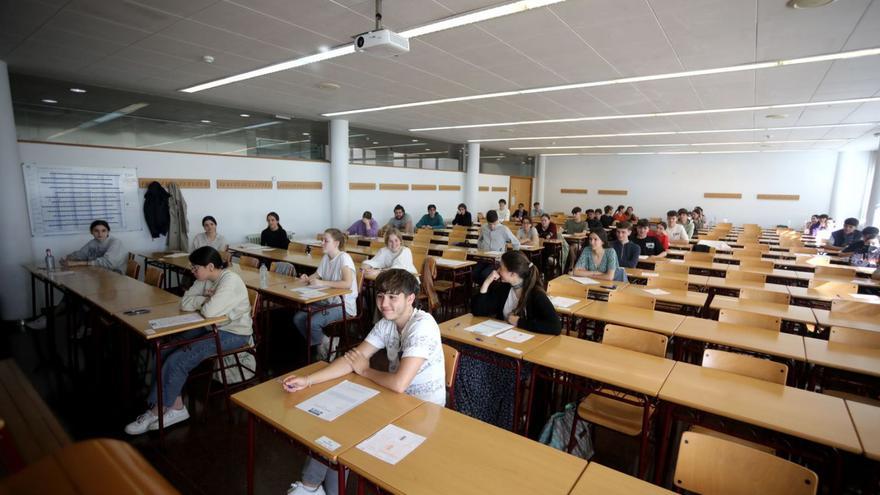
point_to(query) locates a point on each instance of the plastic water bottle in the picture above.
(264, 277)
(50, 261)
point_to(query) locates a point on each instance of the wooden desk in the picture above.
(598, 479)
(464, 456)
(645, 319)
(270, 403)
(856, 359)
(784, 345)
(866, 419)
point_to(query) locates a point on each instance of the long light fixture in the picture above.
(347, 49)
(675, 133)
(624, 80)
(649, 115)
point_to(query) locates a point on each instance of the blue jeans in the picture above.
(179, 361)
(320, 319)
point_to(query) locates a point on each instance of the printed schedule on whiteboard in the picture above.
(65, 200)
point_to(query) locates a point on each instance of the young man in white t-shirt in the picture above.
(411, 339)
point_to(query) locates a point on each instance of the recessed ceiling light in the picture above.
(651, 115)
(625, 80)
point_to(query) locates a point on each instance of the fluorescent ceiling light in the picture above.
(655, 114)
(624, 80)
(673, 133)
(325, 53)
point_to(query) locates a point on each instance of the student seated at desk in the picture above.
(393, 255)
(627, 252)
(432, 219)
(209, 237)
(217, 291)
(103, 251)
(274, 234)
(493, 237)
(411, 339)
(463, 217)
(367, 226)
(400, 221)
(527, 233)
(597, 260)
(336, 270)
(648, 245)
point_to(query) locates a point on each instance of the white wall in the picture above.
(657, 183)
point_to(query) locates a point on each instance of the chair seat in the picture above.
(613, 414)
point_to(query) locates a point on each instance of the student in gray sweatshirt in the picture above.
(102, 251)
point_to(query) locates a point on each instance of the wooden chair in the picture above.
(765, 296)
(626, 299)
(749, 277)
(450, 362)
(132, 269)
(154, 276)
(750, 319)
(711, 465)
(602, 408)
(667, 283)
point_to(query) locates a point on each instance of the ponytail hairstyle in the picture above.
(206, 255)
(517, 262)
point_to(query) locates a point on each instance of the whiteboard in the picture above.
(65, 200)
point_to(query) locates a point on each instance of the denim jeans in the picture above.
(177, 362)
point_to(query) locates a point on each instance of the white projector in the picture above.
(382, 43)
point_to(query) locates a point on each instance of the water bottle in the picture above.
(264, 277)
(50, 261)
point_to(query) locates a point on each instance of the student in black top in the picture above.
(274, 235)
(463, 217)
(627, 252)
(515, 293)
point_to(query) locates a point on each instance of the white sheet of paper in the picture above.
(391, 444)
(562, 302)
(173, 321)
(337, 400)
(489, 328)
(514, 336)
(656, 292)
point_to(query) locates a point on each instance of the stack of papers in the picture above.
(489, 328)
(337, 400)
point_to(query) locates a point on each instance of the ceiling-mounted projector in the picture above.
(382, 43)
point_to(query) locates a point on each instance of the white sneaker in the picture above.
(142, 423)
(299, 489)
(172, 417)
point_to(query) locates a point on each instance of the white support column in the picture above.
(339, 155)
(472, 178)
(14, 223)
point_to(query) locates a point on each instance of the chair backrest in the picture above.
(765, 295)
(853, 336)
(635, 340)
(154, 276)
(132, 269)
(741, 276)
(450, 361)
(711, 465)
(742, 364)
(750, 319)
(249, 261)
(633, 300)
(667, 283)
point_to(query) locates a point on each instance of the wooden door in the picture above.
(520, 192)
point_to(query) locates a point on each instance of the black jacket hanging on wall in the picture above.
(156, 209)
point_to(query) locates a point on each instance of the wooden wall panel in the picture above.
(244, 184)
(295, 184)
(143, 182)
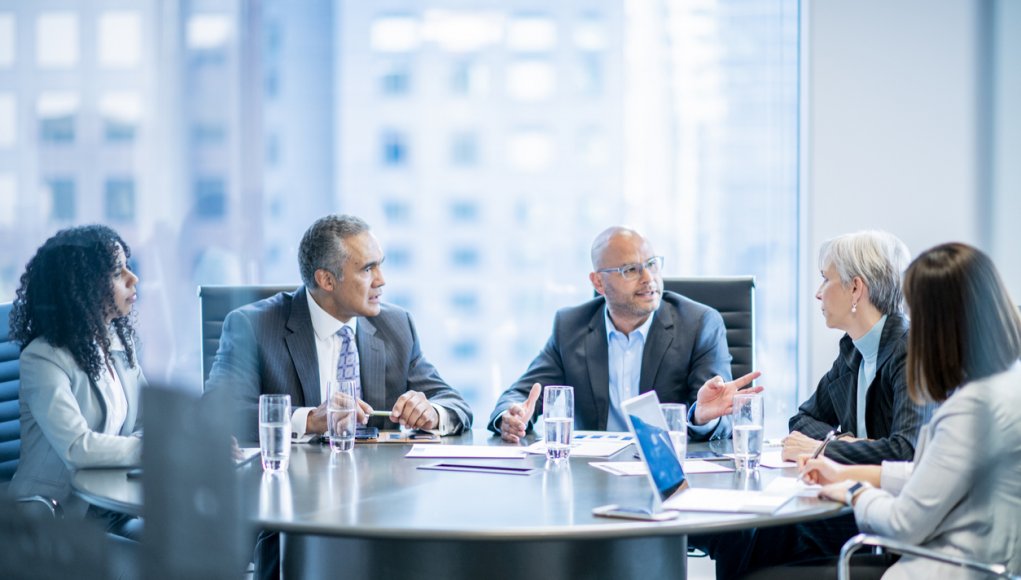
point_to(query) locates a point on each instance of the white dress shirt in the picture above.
(328, 345)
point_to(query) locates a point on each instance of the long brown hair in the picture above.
(964, 326)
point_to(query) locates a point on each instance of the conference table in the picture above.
(373, 513)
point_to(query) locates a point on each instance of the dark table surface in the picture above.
(375, 491)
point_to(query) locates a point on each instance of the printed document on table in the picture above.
(585, 447)
(638, 468)
(420, 450)
(771, 458)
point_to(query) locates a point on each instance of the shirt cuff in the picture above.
(445, 427)
(700, 431)
(298, 421)
(893, 476)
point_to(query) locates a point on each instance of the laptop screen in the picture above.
(649, 428)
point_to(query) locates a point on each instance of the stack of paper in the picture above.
(420, 450)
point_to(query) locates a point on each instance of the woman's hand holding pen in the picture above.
(821, 471)
(797, 444)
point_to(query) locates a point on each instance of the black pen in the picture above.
(819, 450)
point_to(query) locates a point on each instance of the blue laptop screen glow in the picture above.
(659, 453)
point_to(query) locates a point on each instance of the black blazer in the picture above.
(892, 419)
(686, 346)
(270, 347)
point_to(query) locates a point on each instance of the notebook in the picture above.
(671, 490)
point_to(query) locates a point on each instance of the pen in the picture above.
(820, 449)
(822, 446)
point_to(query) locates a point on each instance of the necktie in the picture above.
(347, 363)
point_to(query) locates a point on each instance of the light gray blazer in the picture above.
(963, 496)
(270, 347)
(62, 415)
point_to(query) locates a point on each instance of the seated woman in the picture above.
(81, 380)
(961, 493)
(864, 394)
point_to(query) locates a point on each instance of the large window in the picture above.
(487, 144)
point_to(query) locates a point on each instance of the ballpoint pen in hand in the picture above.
(819, 450)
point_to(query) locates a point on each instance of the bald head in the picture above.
(612, 238)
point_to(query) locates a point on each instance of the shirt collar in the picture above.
(641, 331)
(868, 345)
(323, 323)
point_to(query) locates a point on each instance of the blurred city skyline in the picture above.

══════════════════════════════

AIM: Copy each line above precisely, dropping the pictures.

FULL ANSWER:
point_to(query) locates a point on each instance of the plastic water bottle in the picture above.
(264, 277)
(50, 261)
point_to(query) locates a point on each instance of the wooden desk in the picture above.
(598, 479)
(464, 456)
(645, 319)
(270, 403)
(856, 359)
(784, 345)
(866, 419)
point_to(query) locates a point on each instance of the long light fixture in the picture above.
(347, 49)
(675, 133)
(624, 80)
(649, 115)
point_to(query) locates a point on each instance of the blue jeans in the picture above.
(179, 361)
(320, 319)
point_to(query) locates a point on each instance of the printed schedule on whiteboard in the picture above.
(65, 200)
point_to(query) locates a point on each instance of the young man in white t-shirt in the picture above.
(411, 339)
point_to(query) locates a point on each instance of the recessed ceiling light in the picture above.
(651, 115)
(625, 80)
point_to(query) locates a point on each instance of the fluorescent ceiling light in the picture above.
(655, 114)
(624, 80)
(673, 133)
(325, 53)
point_to(query) locates a point on each instance of the student seated at desk in the picture above.
(393, 255)
(627, 252)
(432, 219)
(209, 237)
(217, 291)
(103, 251)
(274, 234)
(493, 237)
(411, 339)
(463, 217)
(367, 226)
(400, 221)
(527, 233)
(597, 260)
(336, 270)
(648, 245)
point_to(query) locates a point on each instance of the white wall in the picture above.
(657, 183)
point_to(query) locates a point on each instance of the chair seat in the picture above.
(613, 414)
point_to(query) locates a point on each instance of the student in gray sweatshirt in the picture above.
(102, 251)
point_to(query) locates a point on each instance of the wooden chair in the picture above.
(765, 296)
(626, 299)
(749, 277)
(450, 362)
(132, 269)
(154, 276)
(750, 319)
(711, 465)
(602, 408)
(667, 283)
point_to(query) locates a point on each instance of the ponytail hairstyle in the picture above.
(206, 255)
(517, 262)
point_to(query) locates a point on each instance of the whiteboard in the picture above.
(65, 200)
point_to(query) locates a point on each instance of the denim jeans in the picture above.
(177, 362)
point_to(query) locates a point on each instance of the white projector in the picture above.
(382, 43)
point_to(query) locates a point on each instance of the water bottle in the picture above.
(264, 277)
(50, 261)
point_to(query) locates a point on each instance of the student in black top in the picture above.
(274, 235)
(463, 217)
(627, 252)
(515, 293)
point_to(query) locates a point on each instance of the white sheet of paper in the picture above.
(391, 444)
(562, 302)
(173, 321)
(337, 400)
(489, 328)
(514, 336)
(656, 292)
point_to(query) locates a point on each instance of the stack of papers in the picture above.
(489, 328)
(337, 400)
point_to(query) locates a point on each instance of the ceiling-mounted projector in the picture above.
(382, 43)
point_to(query) locates a point on each instance of the white sneaker in the picture above.
(142, 423)
(299, 489)
(172, 417)
point_to(query) locates a point on each instance of the white support column in the picture above.
(339, 155)
(472, 178)
(14, 223)
point_to(query) locates a point on each instance of the chair backrest in the picture above.
(765, 295)
(853, 336)
(635, 340)
(154, 276)
(132, 269)
(741, 276)
(450, 361)
(711, 465)
(742, 364)
(750, 319)
(249, 261)
(633, 300)
(667, 283)
point_to(query) locates a point on each instance of the wooden door in the picture above.
(520, 192)
point_to(query) locates a point on each instance of the black jacket hanging on wall in the picture above.
(156, 209)
point_to(query) locates a point on each instance of the wooden wall panel in the picture above.
(244, 184)
(295, 184)
(143, 182)
point_to(query) locates a point on each instance of the white dress shirt in the picture above.
(328, 345)
point_to(query) locates a point on each instance of the long brown hair in the picture above.
(964, 326)
point_to(query) locates a point on each instance of the conference table in the picture above.
(373, 513)
point_to(query) locates a point on each instance of the dark table surface in the picture above.
(375, 491)
point_to(query) locates a point on each instance of the printed document on table in the picture above.
(585, 447)
(638, 468)
(420, 450)
(771, 458)
point_to(query) locates a point on each instance of the shirt cuff in the picture above.
(445, 427)
(700, 431)
(298, 421)
(893, 476)
point_to(query) locates a point on each instance of the laptop screen in the picture above.
(649, 428)
point_to(query) locates a point on each instance of the stack of paper in the picture above.
(420, 450)
point_to(query) locates a point on each instance of the woman's hand holding pen in the picture above.
(821, 471)
(797, 444)
point_to(query) locates a point on each instance of the black pen in the picture above.
(819, 450)
point_to(query) locates a point on each instance of the blue laptop screen glow in the picture above.
(659, 453)
point_to(query) locates a point on each instance of the black blazer in the picture above.
(892, 419)
(686, 346)
(270, 347)
point_to(query) locates a point on each instance of the notebook in the picture above.
(671, 490)
point_to(query) locates a point on each instance of the pen in the picture above.
(820, 449)
(822, 446)
point_to(query) locates a point on each instance of the necktie in the picture above.
(347, 363)
point_to(query) locates a point on each instance of the light gray blazer in the picture above.
(963, 496)
(270, 347)
(62, 415)
point_to(query) locates a point on each instance of the seated woman in the picture above.
(81, 380)
(961, 493)
(864, 394)
point_to(query) locates a point on each instance of the large window in the picture above.
(487, 144)
point_to(query) locates a point on each instance of the ballpoint pen in hand in the picture above.
(819, 450)
point_to(query) locates a point on each instance of the bald head in the picture above.
(612, 238)
point_to(query) locates a point on each instance of the shirt collar in the picture above.
(641, 331)
(868, 345)
(323, 323)
point_to(query) locates a point on each instance of the blurred city skyline in the picture above.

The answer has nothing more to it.